WHAT IS ASKED:
How many lines of the data below contain the word "door"? Reply with the number alone.

(Part of a data file)
BEGIN

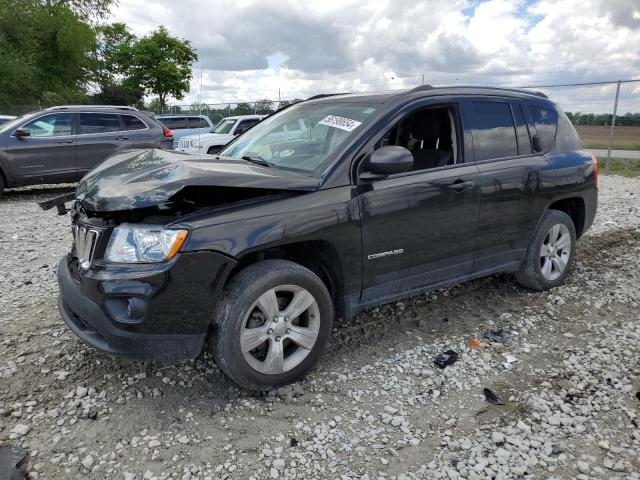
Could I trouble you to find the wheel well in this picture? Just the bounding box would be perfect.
[227,244,345,318]
[549,197,584,238]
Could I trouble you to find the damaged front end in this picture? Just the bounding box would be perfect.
[53,150,315,362]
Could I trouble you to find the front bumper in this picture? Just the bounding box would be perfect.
[58,252,235,363]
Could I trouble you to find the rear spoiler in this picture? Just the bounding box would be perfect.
[38,192,76,215]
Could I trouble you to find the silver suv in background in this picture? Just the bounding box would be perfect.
[155,114,213,148]
[0,105,173,195]
[174,115,266,155]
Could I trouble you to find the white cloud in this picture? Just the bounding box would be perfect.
[112,0,640,103]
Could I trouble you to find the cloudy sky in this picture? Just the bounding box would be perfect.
[112,0,640,103]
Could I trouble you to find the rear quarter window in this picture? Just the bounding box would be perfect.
[121,115,147,130]
[189,117,211,128]
[529,105,558,152]
[473,102,518,161]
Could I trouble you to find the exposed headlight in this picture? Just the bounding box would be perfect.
[105,223,187,263]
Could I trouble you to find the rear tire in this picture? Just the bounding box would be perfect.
[211,260,334,390]
[516,210,576,290]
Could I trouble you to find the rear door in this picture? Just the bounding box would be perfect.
[78,112,131,179]
[465,97,553,271]
[359,103,479,302]
[7,112,77,185]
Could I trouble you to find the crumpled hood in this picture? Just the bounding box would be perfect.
[76,149,320,211]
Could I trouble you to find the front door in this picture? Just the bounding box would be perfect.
[7,112,77,185]
[359,106,479,302]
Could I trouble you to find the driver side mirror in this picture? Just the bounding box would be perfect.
[12,128,31,138]
[360,145,413,180]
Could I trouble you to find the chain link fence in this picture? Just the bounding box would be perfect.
[521,80,640,176]
[6,80,640,176]
[164,80,640,176]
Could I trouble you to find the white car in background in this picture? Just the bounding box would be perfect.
[0,115,16,125]
[175,115,266,155]
[154,114,213,149]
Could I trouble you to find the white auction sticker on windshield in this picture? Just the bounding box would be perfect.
[318,115,362,132]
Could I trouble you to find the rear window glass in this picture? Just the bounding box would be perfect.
[158,117,188,130]
[189,117,211,128]
[122,115,147,130]
[80,113,121,134]
[473,102,518,161]
[529,105,558,152]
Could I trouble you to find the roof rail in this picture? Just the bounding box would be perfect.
[45,105,139,112]
[405,85,434,94]
[304,92,349,102]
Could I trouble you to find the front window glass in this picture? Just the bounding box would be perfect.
[22,113,73,137]
[209,119,236,134]
[220,102,377,172]
[0,114,31,132]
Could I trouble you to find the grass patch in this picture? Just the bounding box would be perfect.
[598,158,640,178]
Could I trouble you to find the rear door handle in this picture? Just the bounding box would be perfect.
[448,180,473,192]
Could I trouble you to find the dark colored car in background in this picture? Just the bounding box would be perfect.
[0,105,173,195]
[58,87,598,390]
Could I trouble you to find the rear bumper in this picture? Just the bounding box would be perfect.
[58,253,235,363]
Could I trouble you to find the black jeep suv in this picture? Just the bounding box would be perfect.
[58,87,598,389]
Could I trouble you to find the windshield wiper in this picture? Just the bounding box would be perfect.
[242,155,276,167]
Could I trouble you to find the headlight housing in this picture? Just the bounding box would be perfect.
[105,223,187,263]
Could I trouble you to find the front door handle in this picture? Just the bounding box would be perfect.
[448,180,473,192]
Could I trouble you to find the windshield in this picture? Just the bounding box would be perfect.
[209,118,236,133]
[220,102,377,172]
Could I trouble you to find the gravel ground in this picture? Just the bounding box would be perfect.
[0,177,640,480]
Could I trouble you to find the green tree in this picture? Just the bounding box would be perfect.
[129,26,198,108]
[93,23,144,107]
[231,103,254,115]
[0,0,97,109]
[255,98,275,115]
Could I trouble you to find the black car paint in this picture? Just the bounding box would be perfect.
[77,150,320,212]
[60,89,597,359]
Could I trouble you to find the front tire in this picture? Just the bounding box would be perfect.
[211,260,334,390]
[516,210,576,290]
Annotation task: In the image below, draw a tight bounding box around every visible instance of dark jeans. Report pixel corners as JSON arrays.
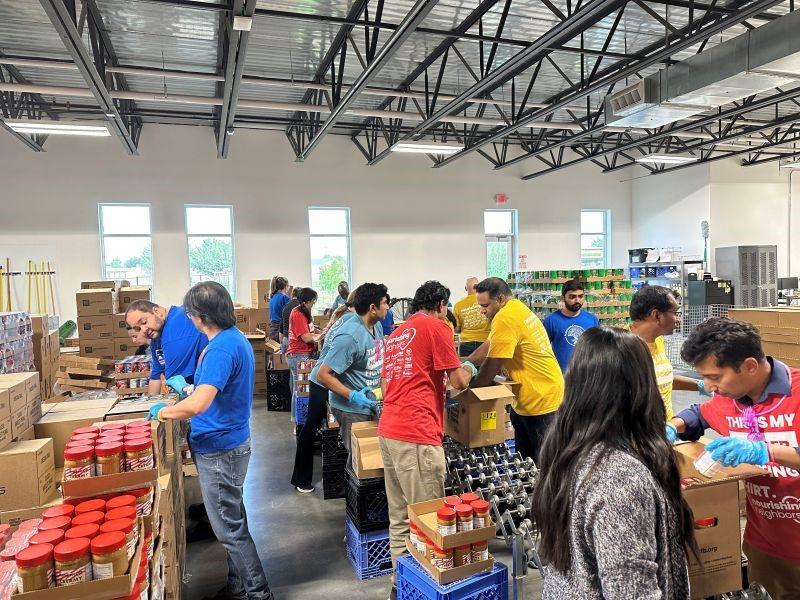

END

RIGHT ANSWER:
4